> [TASK PROMPT] Are you able to retype all the records below exactly?

[Natural language region descriptions]
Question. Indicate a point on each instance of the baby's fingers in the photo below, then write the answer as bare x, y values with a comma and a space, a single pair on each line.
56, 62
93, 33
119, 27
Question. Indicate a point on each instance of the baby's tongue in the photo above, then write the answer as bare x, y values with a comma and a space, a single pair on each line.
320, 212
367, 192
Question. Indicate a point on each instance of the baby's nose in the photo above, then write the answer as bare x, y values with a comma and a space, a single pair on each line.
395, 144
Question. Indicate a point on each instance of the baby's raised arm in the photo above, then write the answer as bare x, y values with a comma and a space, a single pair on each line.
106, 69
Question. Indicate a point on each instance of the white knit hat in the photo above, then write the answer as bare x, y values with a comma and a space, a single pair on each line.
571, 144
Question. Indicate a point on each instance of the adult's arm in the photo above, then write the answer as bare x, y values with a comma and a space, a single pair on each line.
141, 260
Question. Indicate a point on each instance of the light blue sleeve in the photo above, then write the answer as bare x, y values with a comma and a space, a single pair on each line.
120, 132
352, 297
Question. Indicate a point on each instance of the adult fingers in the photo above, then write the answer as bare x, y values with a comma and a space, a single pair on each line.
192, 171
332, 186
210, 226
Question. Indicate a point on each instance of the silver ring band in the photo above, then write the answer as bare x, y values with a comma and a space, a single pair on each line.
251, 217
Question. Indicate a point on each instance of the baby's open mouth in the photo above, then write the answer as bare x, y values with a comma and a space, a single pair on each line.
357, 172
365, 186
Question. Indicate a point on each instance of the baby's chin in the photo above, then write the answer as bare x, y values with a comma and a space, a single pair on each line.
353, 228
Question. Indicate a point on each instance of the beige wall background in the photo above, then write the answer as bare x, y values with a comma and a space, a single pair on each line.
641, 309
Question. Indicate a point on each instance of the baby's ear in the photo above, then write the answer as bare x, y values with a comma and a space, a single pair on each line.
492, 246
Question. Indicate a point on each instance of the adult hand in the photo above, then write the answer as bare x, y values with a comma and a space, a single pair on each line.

> [OUTPUT]
Question. Indicate a point on each instance of the baby's fingers in the photo below, then write the answer as bare x, y values with a comma and a space, a single pair on each line.
56, 62
93, 33
119, 27
Question. Indicate a point on each instance of the baby's tongue in the photo above, then write the answer as bare x, y values with a comma and a space, a single pair on each line.
320, 212
367, 192
Question. Indicate a point on each instance of the baby's nose in the photo above, then write the answer as bare x, y values with a comma and a space, a single pair on each line.
395, 144
Question. Indicate a point on each instance of the baby's raised arm in the photo above, then write the answer as bare x, y values with a comma and a space, a single pair on each line.
106, 69
Question. Indicate a point on each instance of the white knit hat in the photo above, then write the answer as bare x, y values with a comma and a space, a single pair on each line.
571, 144
Question. Indicate a point on each instance of the adult's arm in the photo above, then write the answer as bare x, y values with a comma and a space, a single pair on each line.
141, 260
Question. Indicate a point on each instance of the light blue sleeve in the photo above, then write the answer as bare x, y values with a comma and a space, a single pair on each line.
120, 132
352, 297
Question. Indicate a point on each instance of the adult fingers in the photo above, then write the answer as bare x, y values with a comma and a space, a single pair on each line.
192, 171
332, 186
210, 226
Question. Indicate a point on each instance of the silver ring band in the photo above, then write the answer as bare x, y values with a comma and a space, a single pair on each line.
251, 217
Question. Indicate a point on each instance of the baby's open mouth in the photo above, then write the answer as bare x, y values with a comma and a space, a single pair on each line.
357, 172
365, 186
Question. Indicate a point on each instance of the baby's chin in the photo above, then write the answer as bare x, y values with a comma and a space, a single pair on each line.
353, 228
Question. Indicate a point on each instance of the beige wall background in the photo above, then write the answer as bare x, y values with a comma and a space, a single pair on each line.
641, 309
Question. Indicate a point on each instance of the baby's ear in the photo above, then write the answer as bare x, y values with a comma and a space, a single pair on each line.
492, 246
Question. Indicate a point on each instance of the adult hand in the photo above, then write the answer as bare x, y values with a comma and a space, a single pair on each line.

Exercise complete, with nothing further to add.